**EXCERPT PROVIDED**
Fortunately, every step of the subjective designing and purposing, though perhaps challenging and time-consuming, is intellectually, emotionally and aesthetically rewarding. Pragmatically rewarding, too.

Let me tell you what I mean.

We often hear that the aim of the examined life is to substitute truth for myth, to try to provide explanations (for phenomena) that aren’t based on false cause. In this case, truth does not refer to an absolute. It refers to what is left when we eliminate the mistaken suppositions and errors in our thinking, listening, reading, writing, etc. It is not a final certainty because there is no place to stand outside the world and no vocabulary vast enough to describe all that was, is and will be. Indeed, there may never be a theory that reconciles the messy complexity of human issues into a neat simple truth.

**RECORDED DATA**
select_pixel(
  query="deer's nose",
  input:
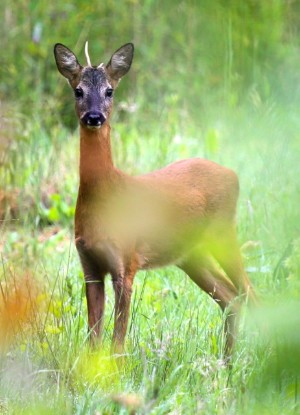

**PROBLEMS TO WORK ON**
(A) Reproduce the passage about the examined life, beginning at the words "Let me tell" and stopping after "neat simple truth.", renaming "myth" as "superstition".
(B) According to the passage about the examined life, why is truth not a final certainty?
Rely solely on the passage about the examined life and not on the material.

**ANSWERS TO THE TASKS**
(A)
Let me tell you what I mean.

We often hear that the aim of the examined life is to substitute truth for superstition, to try to provide explanations (for phenomena) that aren’t based on false cause. In this case, truth does not refer to an absolute. It refers to what is left when we eliminate the mistaken suppositions and errors in our thinking, listening, reading, writing, etc. It is not a final certainty because there is no place to stand outside the world and no vocabulary vast enough to describe all that was, is and will be. Indeed, there may never be a theory that reconciles the messy complexity of human issues into a neat simple truth.

(B) There is no place to stand outside the world and no vocabulary vast enough to describe all that was, is and will be.